Problems:
**a)** List each point the passage on digital locks makes in reply to the two comments, one per line.
**b)** Extract the part of the passage on digital locks between "Meanwhile, Conservative MP" and "digital lock legislation.", inclusive, and copy it word for word.
**c)** Extend the passage on Bill C-11 and digital locks by writing what follows its last sentence.

Passage shown:

####

Meanwhile, Conservative MP Robert Goguen argued that “if we do not have locks, it will wipe out the industry.”

Both comments demand a response. As Moore surely knows, the Bill C-11 approach on digital locks goes far beyond the requirements needed to respect international law or comply with WIPO. There are dozens of countries that have implemented digital lock rules with more flexibility than the Canadian approach. Further, a review of the creation of the WIPO Internet treaties demonstrates that a more flexible approach is wholly consistent with their spirit and intent. As for claims that no locks will wipe out the industry, note that Canadian digital music sales have now grown faster than U.S. sales for the past six consecutive years, all without digital lock legislation.

####

Records supplied:
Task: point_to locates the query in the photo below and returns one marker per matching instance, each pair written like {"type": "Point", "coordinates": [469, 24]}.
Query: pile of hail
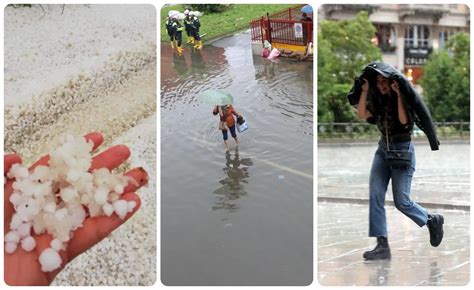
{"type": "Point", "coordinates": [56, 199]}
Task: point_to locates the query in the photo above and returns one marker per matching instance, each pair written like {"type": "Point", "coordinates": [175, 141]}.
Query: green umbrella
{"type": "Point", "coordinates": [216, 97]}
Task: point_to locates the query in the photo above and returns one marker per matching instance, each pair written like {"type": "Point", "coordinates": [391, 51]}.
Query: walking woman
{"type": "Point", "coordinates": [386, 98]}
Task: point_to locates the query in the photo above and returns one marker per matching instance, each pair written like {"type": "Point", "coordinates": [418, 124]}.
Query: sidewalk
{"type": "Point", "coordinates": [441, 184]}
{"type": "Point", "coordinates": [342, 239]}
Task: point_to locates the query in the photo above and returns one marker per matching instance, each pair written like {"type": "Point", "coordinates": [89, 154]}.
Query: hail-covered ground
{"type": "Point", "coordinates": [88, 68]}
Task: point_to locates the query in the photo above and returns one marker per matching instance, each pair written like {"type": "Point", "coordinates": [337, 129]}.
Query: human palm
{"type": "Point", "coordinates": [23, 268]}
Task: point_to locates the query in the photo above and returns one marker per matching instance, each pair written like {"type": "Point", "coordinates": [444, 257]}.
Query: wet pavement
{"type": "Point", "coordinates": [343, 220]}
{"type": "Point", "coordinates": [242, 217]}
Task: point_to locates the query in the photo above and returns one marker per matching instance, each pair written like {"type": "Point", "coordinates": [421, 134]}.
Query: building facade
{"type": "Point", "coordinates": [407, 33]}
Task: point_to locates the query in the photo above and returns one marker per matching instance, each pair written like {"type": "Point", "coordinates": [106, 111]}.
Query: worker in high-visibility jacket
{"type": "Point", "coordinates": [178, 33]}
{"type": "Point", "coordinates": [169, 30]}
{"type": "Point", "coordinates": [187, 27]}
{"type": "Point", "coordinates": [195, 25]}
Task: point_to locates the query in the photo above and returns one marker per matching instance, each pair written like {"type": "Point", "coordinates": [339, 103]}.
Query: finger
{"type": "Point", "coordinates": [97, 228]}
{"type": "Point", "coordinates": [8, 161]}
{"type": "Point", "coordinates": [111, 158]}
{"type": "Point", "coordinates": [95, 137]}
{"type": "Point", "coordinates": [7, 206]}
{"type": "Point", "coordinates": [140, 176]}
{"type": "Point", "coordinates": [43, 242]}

####

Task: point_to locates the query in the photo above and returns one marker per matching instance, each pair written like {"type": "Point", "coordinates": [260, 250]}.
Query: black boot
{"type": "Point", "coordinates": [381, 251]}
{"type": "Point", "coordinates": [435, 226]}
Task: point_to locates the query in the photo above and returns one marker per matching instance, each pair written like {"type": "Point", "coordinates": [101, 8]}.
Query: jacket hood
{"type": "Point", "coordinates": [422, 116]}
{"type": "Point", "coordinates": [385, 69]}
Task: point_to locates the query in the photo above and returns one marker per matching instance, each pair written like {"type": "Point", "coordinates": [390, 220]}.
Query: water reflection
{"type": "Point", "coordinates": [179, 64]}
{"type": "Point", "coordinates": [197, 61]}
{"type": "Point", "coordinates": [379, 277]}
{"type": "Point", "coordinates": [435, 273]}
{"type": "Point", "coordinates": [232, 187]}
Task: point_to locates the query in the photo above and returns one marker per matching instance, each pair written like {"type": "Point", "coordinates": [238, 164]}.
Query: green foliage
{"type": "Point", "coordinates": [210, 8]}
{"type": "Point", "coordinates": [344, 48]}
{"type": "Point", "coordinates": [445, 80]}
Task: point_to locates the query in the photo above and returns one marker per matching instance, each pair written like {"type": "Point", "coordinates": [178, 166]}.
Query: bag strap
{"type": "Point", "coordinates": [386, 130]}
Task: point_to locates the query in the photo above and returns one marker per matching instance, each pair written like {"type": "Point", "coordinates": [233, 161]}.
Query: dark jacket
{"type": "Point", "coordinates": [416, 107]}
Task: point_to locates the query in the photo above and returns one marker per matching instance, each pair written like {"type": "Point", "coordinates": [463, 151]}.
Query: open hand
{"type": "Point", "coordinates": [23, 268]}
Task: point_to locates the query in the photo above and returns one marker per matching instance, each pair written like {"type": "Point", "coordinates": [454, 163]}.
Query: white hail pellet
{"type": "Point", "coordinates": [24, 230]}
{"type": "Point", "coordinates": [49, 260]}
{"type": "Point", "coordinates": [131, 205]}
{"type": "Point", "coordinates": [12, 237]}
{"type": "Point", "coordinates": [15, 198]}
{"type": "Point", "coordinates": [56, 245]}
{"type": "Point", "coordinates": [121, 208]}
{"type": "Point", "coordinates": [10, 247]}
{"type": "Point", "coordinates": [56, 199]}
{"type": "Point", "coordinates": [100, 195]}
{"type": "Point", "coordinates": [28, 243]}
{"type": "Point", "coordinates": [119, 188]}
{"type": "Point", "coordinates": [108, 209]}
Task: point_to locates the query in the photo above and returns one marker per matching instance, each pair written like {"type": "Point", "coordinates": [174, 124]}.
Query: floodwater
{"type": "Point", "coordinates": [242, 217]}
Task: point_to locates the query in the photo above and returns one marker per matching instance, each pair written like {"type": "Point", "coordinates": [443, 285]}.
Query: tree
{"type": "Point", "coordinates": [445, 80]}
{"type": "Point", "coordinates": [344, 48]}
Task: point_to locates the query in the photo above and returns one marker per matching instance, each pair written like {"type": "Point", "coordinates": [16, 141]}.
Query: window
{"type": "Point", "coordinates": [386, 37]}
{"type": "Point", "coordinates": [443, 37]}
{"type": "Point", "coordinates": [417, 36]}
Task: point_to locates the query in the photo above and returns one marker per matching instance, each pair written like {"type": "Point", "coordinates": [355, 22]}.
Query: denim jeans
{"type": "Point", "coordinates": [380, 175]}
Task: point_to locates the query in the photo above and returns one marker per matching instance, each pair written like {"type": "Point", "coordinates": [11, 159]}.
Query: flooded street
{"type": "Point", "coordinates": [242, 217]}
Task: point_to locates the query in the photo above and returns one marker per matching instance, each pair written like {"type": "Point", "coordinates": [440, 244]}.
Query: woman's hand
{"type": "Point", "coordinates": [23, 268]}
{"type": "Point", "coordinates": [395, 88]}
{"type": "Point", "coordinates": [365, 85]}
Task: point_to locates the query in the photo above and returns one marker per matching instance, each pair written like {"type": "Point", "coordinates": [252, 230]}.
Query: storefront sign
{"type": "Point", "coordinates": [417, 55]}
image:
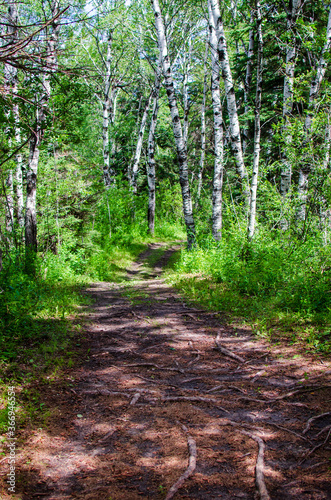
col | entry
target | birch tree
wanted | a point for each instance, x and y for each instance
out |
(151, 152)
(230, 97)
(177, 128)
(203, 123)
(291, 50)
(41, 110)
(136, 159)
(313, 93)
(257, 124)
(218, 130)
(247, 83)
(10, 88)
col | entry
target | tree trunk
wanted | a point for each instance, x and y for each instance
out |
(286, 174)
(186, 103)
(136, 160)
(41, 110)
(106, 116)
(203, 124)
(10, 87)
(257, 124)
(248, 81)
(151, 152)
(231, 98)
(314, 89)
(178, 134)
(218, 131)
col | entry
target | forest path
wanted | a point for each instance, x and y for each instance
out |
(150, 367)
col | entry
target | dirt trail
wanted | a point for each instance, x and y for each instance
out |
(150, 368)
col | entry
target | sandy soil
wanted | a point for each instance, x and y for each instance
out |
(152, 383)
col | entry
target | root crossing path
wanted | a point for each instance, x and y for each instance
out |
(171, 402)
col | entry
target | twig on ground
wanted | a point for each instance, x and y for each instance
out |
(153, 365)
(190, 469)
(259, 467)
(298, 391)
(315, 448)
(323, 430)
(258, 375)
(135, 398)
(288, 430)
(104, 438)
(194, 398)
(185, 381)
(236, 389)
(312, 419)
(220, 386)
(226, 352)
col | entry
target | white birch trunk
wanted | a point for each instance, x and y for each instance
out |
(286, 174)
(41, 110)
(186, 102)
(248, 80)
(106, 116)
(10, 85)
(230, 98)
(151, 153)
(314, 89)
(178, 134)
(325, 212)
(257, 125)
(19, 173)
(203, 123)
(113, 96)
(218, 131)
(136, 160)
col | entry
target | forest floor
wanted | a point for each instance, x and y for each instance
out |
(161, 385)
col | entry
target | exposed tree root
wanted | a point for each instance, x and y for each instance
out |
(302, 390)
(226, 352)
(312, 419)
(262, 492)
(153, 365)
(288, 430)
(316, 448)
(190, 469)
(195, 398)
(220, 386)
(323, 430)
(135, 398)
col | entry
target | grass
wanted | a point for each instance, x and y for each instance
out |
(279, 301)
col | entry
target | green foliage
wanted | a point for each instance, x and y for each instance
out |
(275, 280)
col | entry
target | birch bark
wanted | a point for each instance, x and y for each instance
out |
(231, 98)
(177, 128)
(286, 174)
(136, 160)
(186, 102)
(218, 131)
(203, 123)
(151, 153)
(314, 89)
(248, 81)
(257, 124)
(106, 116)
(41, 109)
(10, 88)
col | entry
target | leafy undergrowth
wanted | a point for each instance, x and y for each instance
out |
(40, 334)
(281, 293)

####

Responses for each task:
**a)**
The Bill C-11 approach on digital locks goes far beyond what is needed to respect international law or comply with WIPO.
Dozens of countries have implemented digital lock rules with more flexibility than the Canadian approach.
A review of the creation of the WIPO Internet treaties shows that a more flexible approach is wholly consistent with their spirit and intent.
Canadian digital music sales have grown faster than U.S. sales for the past six consecutive years, all without digital lock legislation.

**b)**
Meanwhile, Conservative MP Robert Goguen argued that “if we do not have locks, it will wipe out the industry.”

Both comments demand a response. As Moore surely knows, the Bill C-11 approach on digital locks goes far beyond the requirements needed to respect international law or comply with WIPO. There are dozens of countries that have implemented digital lock rules with more flexibility than the Canadian approach. Further, a review of the creation of the WIPO Internet treaties demonstrates that a more flexible approach is wholly consistent with their spirit and intent. As for claims that no locks will wipe out the industry, note that Canadian digital music sales have now grown faster than U.S. sales for the past six consecutive years, all without digital lock legislation.

**c)**
The reality is that the digital lock rules were overwhelmingly opposed as part of the 2009 national copyright consultation and generated strong opposition from opposition political parties, business groups, creator associations, consumer groups, and education representatives.  During the committee process both the NDP and Liberals proposed numerous amendments to the digital lock rules, all of which were defeated. Yesterday, the Green Party’s Elizabeth May proposed further amendments (May cited me in a tweet on the proposed amendments, but my help on the digital lock rules was largely limited to pointing to my public submission to the Bill C-32 committee). Those amendments are also likely to be defeated, creating yet one more lost opportunity to amend a bill that seems destined to pass in much the same form as when it was introduced in June 2010.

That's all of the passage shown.